___ DATI FORNITI ___

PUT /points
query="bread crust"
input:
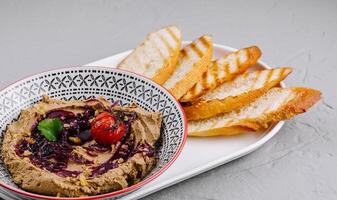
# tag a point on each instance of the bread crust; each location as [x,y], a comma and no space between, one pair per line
[169,62]
[303,99]
[207,108]
[198,68]
[213,76]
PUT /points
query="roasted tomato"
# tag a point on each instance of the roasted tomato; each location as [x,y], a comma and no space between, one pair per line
[105,129]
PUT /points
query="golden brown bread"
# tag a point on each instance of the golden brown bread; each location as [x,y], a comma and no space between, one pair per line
[222,70]
[192,63]
[236,93]
[276,105]
[157,56]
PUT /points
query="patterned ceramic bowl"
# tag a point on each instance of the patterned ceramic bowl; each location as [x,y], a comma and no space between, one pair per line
[77,83]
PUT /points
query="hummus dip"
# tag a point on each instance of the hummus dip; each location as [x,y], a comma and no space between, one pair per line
[76,164]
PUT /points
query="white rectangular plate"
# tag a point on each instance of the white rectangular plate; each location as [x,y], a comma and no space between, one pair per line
[200,154]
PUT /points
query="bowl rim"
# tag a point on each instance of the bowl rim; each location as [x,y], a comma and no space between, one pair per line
[118,192]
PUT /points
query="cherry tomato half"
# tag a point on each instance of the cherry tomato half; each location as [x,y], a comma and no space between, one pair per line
[104,130]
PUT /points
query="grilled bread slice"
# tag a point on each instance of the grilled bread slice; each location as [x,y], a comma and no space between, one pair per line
[235,94]
[276,105]
[192,63]
[157,56]
[222,70]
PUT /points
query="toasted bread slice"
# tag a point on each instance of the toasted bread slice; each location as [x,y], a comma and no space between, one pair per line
[235,94]
[192,63]
[222,70]
[276,105]
[157,56]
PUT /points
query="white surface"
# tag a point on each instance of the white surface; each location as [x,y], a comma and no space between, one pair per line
[200,154]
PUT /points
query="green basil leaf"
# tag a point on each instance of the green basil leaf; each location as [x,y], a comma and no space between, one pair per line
[50,128]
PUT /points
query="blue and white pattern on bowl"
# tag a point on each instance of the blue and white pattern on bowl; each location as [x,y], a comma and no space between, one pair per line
[79,83]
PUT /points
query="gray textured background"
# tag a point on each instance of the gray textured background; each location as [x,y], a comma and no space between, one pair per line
[299,163]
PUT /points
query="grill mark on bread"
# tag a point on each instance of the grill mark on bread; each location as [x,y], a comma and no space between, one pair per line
[166,43]
[228,68]
[257,78]
[270,75]
[184,53]
[205,42]
[214,72]
[196,49]
[172,34]
[155,45]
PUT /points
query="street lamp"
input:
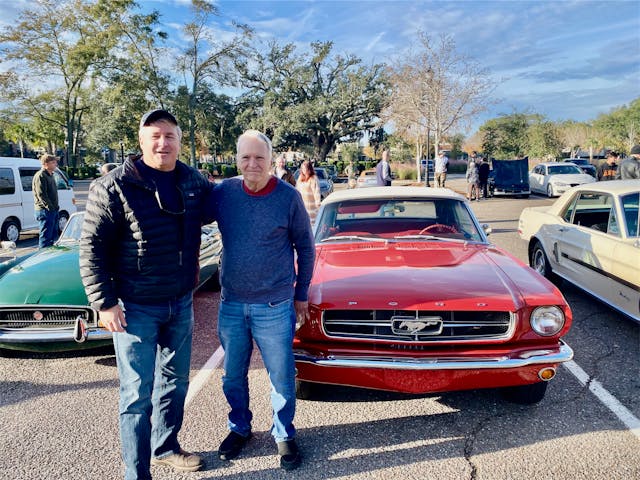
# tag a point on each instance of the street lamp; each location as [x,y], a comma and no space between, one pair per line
[66,152]
[426,167]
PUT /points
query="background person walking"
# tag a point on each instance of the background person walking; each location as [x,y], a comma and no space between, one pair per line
[383,170]
[45,196]
[440,169]
[630,166]
[473,180]
[309,188]
[483,177]
[608,169]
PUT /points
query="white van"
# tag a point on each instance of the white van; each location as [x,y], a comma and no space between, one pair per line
[16,197]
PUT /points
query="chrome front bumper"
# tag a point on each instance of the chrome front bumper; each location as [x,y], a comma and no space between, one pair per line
[519,359]
[49,335]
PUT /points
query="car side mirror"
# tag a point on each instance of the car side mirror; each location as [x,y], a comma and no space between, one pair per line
[9,247]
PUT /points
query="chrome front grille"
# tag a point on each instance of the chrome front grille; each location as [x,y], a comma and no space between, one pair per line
[412,326]
[20,317]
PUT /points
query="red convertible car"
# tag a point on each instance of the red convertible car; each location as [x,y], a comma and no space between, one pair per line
[409,296]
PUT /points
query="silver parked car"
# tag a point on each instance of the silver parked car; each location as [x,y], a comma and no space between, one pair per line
[590,236]
[554,178]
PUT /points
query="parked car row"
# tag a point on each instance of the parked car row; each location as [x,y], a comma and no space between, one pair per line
[42,301]
[16,197]
[407,296]
[590,236]
[555,178]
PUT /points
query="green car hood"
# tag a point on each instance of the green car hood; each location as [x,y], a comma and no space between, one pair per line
[49,277]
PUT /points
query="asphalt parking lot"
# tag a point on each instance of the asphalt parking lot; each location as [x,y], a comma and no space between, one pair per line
[59,411]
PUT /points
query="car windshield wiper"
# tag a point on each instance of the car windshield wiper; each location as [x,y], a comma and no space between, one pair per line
[428,237]
[361,238]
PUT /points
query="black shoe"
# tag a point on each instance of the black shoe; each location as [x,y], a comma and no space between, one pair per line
[290,457]
[232,445]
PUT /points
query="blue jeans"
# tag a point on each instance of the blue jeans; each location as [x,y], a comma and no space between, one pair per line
[154,359]
[48,225]
[272,326]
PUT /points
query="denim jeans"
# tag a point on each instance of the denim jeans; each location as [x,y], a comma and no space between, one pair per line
[154,359]
[48,225]
[272,326]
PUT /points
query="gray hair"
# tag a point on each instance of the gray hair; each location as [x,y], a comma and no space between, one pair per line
[258,135]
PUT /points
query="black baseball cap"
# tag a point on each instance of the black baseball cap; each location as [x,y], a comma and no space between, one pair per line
[155,115]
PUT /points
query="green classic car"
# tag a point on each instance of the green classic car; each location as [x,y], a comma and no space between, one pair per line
[43,306]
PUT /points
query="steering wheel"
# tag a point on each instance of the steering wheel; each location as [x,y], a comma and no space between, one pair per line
[438,228]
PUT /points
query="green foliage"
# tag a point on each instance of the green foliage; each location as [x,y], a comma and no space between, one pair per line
[543,141]
[314,98]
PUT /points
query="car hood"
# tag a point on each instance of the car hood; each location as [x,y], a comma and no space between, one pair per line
[571,178]
[423,275]
[48,277]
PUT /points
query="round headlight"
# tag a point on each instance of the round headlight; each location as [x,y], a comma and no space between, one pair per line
[547,321]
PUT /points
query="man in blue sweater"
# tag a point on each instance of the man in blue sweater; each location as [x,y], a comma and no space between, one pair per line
[263,223]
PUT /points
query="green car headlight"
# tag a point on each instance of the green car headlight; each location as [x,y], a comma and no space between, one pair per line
[547,321]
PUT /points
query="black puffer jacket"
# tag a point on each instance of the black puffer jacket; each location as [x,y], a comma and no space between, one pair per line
[131,249]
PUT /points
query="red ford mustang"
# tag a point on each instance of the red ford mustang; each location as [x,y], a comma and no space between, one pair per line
[409,296]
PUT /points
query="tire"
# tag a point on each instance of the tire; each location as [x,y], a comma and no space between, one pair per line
[525,394]
[539,261]
[305,390]
[10,231]
[63,218]
[549,191]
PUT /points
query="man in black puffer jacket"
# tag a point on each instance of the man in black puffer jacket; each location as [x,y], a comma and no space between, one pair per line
[139,264]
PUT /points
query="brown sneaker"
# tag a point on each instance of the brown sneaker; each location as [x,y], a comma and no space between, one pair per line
[182,461]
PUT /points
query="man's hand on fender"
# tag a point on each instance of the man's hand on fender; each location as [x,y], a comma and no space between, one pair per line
[113,319]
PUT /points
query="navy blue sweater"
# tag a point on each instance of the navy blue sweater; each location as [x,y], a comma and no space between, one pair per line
[259,235]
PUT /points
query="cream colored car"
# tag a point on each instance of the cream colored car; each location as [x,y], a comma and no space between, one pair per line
[590,237]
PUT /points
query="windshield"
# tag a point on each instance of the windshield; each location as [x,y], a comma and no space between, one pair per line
[72,230]
[397,220]
[564,169]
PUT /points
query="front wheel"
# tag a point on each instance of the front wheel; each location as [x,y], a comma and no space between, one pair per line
[540,262]
[549,191]
[525,394]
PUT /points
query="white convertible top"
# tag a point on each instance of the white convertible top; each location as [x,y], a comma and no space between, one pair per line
[386,192]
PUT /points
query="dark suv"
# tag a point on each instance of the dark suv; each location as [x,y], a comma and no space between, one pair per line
[584,165]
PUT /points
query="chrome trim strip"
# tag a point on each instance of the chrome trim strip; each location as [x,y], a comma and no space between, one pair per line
[47,336]
[563,353]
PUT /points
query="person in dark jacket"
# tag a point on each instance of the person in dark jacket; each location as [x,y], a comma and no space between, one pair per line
[139,252]
[483,174]
[608,170]
[45,201]
[383,170]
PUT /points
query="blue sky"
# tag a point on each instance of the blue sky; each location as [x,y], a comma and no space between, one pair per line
[563,59]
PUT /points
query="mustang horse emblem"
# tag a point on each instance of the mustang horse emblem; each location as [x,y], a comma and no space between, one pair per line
[416,326]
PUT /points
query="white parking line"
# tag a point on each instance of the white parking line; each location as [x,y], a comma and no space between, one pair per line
[609,401]
[200,380]
[595,387]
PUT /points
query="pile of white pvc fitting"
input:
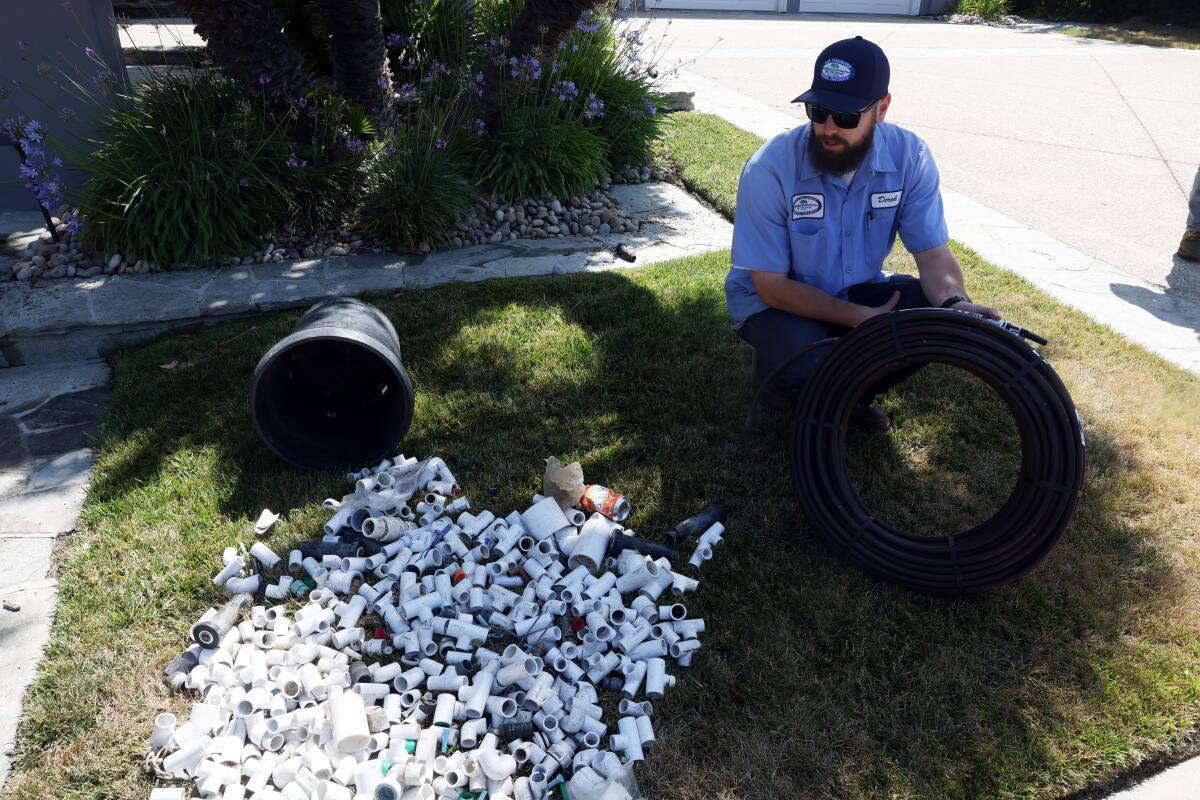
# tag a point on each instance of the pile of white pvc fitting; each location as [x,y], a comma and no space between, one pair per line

___

→ **CONSEGNA**
Individua tutte le righe che contengono la parola "denim". Le maiuscole e le minuscole vanno distinte.

→ **SOLUZIONE**
query="denim jeans"
# tag a point on each instance of the denim jeans; each location as [x,y], a comma and no space between, one pair per line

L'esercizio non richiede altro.